---------- SUPPLIED ENTRIES ----------
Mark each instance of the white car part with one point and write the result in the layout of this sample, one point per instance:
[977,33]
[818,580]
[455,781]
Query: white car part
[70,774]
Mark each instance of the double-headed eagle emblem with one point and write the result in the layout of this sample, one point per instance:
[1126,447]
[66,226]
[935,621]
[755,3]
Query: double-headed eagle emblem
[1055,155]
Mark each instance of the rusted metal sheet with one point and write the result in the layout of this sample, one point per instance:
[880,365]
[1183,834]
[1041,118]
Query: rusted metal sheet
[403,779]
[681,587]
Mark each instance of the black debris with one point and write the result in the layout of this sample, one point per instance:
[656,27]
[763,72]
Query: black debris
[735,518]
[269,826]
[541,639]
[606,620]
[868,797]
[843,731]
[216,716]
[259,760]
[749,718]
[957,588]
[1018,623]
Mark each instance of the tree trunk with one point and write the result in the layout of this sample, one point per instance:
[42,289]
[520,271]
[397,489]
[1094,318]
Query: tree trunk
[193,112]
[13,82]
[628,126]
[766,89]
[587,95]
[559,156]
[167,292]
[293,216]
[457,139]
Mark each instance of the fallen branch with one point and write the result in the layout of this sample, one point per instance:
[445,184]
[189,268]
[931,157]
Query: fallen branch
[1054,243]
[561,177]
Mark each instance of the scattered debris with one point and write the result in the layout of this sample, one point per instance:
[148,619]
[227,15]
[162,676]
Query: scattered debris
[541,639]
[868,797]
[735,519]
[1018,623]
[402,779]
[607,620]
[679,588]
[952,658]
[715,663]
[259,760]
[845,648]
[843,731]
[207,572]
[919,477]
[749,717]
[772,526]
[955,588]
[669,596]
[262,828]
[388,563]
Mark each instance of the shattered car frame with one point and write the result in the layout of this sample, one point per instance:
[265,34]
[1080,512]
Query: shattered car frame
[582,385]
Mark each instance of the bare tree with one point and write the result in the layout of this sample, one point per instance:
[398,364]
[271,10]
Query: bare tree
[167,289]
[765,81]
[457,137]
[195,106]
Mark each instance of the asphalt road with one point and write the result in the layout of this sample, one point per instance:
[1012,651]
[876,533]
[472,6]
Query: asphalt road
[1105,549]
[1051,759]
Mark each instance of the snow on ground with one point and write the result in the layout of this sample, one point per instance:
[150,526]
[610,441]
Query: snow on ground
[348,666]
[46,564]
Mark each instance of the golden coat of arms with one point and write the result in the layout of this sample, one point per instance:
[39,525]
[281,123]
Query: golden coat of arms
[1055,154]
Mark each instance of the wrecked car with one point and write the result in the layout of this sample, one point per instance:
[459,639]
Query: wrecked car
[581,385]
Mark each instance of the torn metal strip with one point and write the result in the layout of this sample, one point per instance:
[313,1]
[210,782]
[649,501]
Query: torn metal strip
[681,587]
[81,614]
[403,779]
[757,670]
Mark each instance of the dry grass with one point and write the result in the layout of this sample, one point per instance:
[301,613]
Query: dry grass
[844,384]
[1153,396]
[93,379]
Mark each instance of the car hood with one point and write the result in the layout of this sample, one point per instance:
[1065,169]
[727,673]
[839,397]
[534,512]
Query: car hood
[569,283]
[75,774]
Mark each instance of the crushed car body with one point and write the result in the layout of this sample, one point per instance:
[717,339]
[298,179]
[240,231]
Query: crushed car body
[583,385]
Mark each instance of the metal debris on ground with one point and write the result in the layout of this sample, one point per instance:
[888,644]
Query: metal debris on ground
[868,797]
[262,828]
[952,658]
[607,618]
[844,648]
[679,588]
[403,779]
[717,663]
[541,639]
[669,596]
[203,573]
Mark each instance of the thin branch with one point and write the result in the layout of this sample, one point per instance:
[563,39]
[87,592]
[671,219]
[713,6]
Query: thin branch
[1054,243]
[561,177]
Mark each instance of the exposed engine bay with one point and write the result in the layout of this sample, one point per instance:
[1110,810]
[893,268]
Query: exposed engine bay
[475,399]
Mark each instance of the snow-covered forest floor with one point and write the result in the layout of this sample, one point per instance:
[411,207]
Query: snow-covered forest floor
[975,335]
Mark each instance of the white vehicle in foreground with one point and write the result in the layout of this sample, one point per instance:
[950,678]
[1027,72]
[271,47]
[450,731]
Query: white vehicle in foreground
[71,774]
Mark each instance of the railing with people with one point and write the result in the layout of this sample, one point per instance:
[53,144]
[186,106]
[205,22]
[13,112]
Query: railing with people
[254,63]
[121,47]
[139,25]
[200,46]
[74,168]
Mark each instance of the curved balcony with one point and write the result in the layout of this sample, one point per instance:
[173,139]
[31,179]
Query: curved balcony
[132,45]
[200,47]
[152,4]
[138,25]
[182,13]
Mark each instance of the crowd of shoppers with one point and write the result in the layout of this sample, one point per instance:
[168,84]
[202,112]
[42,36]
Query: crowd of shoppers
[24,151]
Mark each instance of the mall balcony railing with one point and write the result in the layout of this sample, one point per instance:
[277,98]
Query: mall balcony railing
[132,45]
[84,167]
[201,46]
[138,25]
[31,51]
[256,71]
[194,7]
----------
▸ **EXERCISE AIM**: Line by line, print the records above exactly as they stand.

▸ **SOLUTION**:
Mark each instance of the white car part with one point and write the result in the layout of this sample, one point per instance:
[977,33]
[818,580]
[455,781]
Query: white car part
[70,774]
Mark each instance of the double-headed eagle emblem with one point and write the result in the layout of this sample, one point per instance:
[1126,447]
[66,226]
[935,621]
[755,3]
Query: double-headed eagle emblem
[1055,155]
Mark each instance of the rusted metal sheet with one point and write the result in the layout of this sample, one point per instance:
[880,365]
[1183,834]
[1041,118]
Query: rusted metal sheet
[403,779]
[681,587]
Mark each instance of the black debris with one point and write the result in the layout of this sample, one point per instance:
[656,27]
[763,72]
Query: black debris
[735,518]
[269,826]
[541,639]
[606,620]
[868,797]
[843,731]
[216,716]
[259,760]
[749,718]
[957,588]
[1018,623]
Mark each instance of the tree trunk with one point and write the result in the layout of this sample, one point per instance:
[42,289]
[520,271]
[397,489]
[1094,318]
Query: tree trunk
[193,112]
[13,82]
[628,126]
[766,89]
[587,95]
[559,156]
[167,292]
[293,216]
[457,139]
Mark each instance of the fallen branch with one point and write the result in the layout of this sample, one point per instance:
[445,184]
[189,268]
[931,157]
Query: fallen branch
[1054,243]
[561,177]
Mark each instance of the scattered debris with one point and write the result in the layout of this sample, one point per instance:
[148,619]
[227,15]
[162,676]
Query: scattered debris
[541,639]
[868,797]
[735,519]
[1018,623]
[402,779]
[607,620]
[679,588]
[952,658]
[715,663]
[259,760]
[845,648]
[843,731]
[207,572]
[919,477]
[749,717]
[772,526]
[955,588]
[669,596]
[262,828]
[388,563]
Mark each instance of the shattered car frame with one point and write the result in the layout of this sample, one point per instance:
[265,34]
[1080,512]
Query: shattered car frame
[582,385]
Mark each instance of the bare tree with one point and write the result in the layout of this sample, one point per instance:
[398,364]
[271,10]
Query: bare tree
[167,289]
[765,81]
[457,137]
[195,106]
Mark each instance of the asphalt road with one point and write the result in the layout of this sample, one point per instance:
[1012,651]
[876,533]
[472,6]
Query: asphalt road
[1105,549]
[1051,759]
Mark each instance of the snow on ground with one point and write the result in the layout of this sample, one point per instance:
[150,526]
[610,441]
Query: snow on ground
[348,666]
[46,564]
Mark each instance of the golden coat of arms with one point and write the result in the layout of this sample, one point per instance:
[39,525]
[281,123]
Query: golden coat of arms
[1055,154]
Mark each instance of the wrecked car with one point and write the result in the layout of this sample, one point per instance:
[459,639]
Query: wrecked car
[581,385]
Mark each instance of the torn metal strip with one point and write the result in the layout of this sample, one point per instance:
[313,1]
[210,782]
[649,501]
Query: torn metal strip
[681,587]
[81,614]
[403,779]
[757,670]
Mark each instance of the dry grass with one point and write the result in the layout of this sample, one point per instance:
[301,613]
Query: dry grass
[844,384]
[1153,396]
[93,379]
Mark each instance of the car hood with one point and write the result in the layout of this sample, one point per instance:
[1065,169]
[727,673]
[839,397]
[534,512]
Query: car hood
[569,283]
[75,774]
Mark each instance of the crushed car body with one point and write the result in the layout of this sample, one point per instance:
[717,339]
[298,179]
[240,231]
Query: crushed car body
[583,385]
Mark each instance of the metal debris on ground with one point and write the result in the layout of this sample, one point per instance:
[888,644]
Query: metal debris on ground
[868,797]
[262,828]
[952,658]
[607,618]
[844,648]
[679,588]
[403,779]
[717,663]
[541,639]
[669,596]
[203,573]
Mark each instance of the thin branch with one point and write the result in the layout of this sample, one point per instance:
[563,39]
[87,592]
[671,219]
[713,6]
Query: thin branch
[1054,243]
[561,177]
Mark each instance of the exposed engine bay with one point and write the result in the layout of this sample, one point per instance:
[1110,810]
[893,268]
Query: exposed engine bay
[475,399]
Mark each instance of the snow-covered forest floor with one point and write the result in the layout of this sample, one point per instance:
[411,207]
Query: snow-covered forest floor
[975,335]
Mark each instance of the white vehicle in foreground with one point and write the result in the layout of this sample, one point per instance:
[950,678]
[1027,72]
[271,47]
[450,731]
Query: white vehicle in foreground
[71,774]
Mark each instance of the railing with people with one point and write the result in the layout of this sample, one point per instance:
[53,144]
[186,106]
[205,22]
[13,112]
Query: railing with people
[254,63]
[121,47]
[139,25]
[200,46]
[74,168]
Mark each instance of the curved balcony with one point and write the result in the layout of this sample, one point per instance:
[173,139]
[31,179]
Query: curved balcony
[132,45]
[200,47]
[152,4]
[138,25]
[182,13]
Mark each instance of the crowd of shoppers with one point and write the result in the layout of this sample, one point per instance:
[168,84]
[202,112]
[42,36]
Query: crowd of shoppers
[24,151]
Mark each instance of the mall balcony railing with one point and write the result in the layout of this sample, one point per instance:
[277,98]
Query: mall balcony railing
[132,45]
[84,167]
[201,46]
[138,25]
[31,51]
[256,71]
[194,7]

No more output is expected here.